Excerpted passage —
A guest post by Helen Holt. Helen is the Deputy Head of Bolton School Junior Girls’ School (Hesketh House). Bolton School’s Primary Division comprises a Nursery, Pre-School Class, Infant school, Boys’ Junior School and Girls’ Junior School and is part of the wider Bolton School Foundation, which also includes our Girls’ and Boys’ Senior Schools that educate pupils up to 18 years of age.
Having taught in both State and Independent schools, I have always been interested in looking at ways to develop language and communication skills across KS1 and 2, and a conversation with a member of Oracy Cambridge about the importance of dialogue in teaching and learning prompted me to dig deeper further into the research.

Dataset records —
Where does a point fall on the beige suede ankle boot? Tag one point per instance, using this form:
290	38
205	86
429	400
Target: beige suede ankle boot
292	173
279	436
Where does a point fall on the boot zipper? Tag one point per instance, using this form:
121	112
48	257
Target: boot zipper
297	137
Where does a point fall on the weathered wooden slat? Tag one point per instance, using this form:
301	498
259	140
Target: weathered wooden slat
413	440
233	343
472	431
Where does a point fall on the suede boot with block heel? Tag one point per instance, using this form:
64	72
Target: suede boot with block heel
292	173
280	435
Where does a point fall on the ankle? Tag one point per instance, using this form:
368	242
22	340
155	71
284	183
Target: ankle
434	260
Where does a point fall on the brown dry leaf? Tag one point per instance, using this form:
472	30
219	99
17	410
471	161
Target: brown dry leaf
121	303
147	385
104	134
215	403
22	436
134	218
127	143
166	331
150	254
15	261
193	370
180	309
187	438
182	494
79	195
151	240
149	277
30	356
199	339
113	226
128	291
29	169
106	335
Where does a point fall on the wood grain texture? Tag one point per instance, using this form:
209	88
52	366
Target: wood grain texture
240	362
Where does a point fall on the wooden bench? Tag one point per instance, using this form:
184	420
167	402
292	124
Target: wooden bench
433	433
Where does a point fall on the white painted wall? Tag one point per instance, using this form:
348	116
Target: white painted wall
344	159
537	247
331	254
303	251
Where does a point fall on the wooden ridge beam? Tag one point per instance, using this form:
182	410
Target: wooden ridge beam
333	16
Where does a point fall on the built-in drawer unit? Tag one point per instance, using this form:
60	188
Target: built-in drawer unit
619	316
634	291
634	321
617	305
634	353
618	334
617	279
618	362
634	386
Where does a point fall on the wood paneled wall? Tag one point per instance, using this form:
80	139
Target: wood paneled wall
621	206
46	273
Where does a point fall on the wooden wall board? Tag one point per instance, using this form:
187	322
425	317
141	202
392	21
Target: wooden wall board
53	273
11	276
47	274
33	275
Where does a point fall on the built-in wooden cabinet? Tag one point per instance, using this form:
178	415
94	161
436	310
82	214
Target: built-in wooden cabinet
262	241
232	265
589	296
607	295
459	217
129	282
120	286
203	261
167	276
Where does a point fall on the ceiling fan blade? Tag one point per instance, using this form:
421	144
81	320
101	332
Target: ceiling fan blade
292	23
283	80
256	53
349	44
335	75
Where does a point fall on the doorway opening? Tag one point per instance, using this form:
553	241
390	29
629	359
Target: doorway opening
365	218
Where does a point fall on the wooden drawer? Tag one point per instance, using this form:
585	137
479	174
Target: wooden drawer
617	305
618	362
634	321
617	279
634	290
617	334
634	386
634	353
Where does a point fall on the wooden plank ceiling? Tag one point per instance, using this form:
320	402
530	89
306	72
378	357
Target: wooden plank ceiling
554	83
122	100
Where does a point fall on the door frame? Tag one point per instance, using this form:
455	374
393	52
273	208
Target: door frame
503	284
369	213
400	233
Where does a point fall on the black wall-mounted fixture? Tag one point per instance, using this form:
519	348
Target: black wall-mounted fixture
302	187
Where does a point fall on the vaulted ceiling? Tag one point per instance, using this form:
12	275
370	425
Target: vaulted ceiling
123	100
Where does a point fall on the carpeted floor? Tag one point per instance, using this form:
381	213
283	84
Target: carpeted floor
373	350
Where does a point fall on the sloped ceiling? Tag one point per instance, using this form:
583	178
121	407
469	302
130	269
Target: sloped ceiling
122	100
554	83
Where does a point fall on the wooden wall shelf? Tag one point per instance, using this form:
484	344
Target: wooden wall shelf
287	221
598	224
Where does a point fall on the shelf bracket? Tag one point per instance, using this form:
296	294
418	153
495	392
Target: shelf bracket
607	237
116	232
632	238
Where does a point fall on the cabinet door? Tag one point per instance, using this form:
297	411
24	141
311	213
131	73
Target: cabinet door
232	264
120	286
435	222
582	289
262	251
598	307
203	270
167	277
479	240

Requirement 1 —
Copy the stretch of the guest post from "A guest post" through "into the research.".
Requirement 2 —
Which schools make up Bolton School's Primary Division, according to the guest post?
Requirement 3 —
In the guest post, what prompted Helen Holt to dig deeper into the research?

Output 1 —
A guest post by Helen Holt. Helen is the Deputy Head of Bolton School Junior Girls’ School (Hesketh House). Bolton School’s Primary Division comprises a Nursery, Pre-School Class, Infant school, Boys’ Junior School and Girls’ Junior School and is part of the wider Bolton School Foundation, which also includes our Girls’ and Boys’ Senior Schools that educate pupils up to 18 years of age.
Having taught in both State and Independent schools, I have always been interested in looking at ways to develop language and communication skills across KS1 and 2, and a conversation with a member of Oracy Cambridge about the importance of dialogue in teaching and learning prompted me to dig deeper further into the research.

Output 2 —
A Nursery, a Pre-School Class, an Infant school, the Boys' Junior School and the Girls' Junior School.

Output 3 —
A conversation with a member of Oracy Cambridge about the importance of dialogue in teaching and learning prompted it. Helen Holt had already long been interested in ways to develop language and communication skills across KS1 and 2.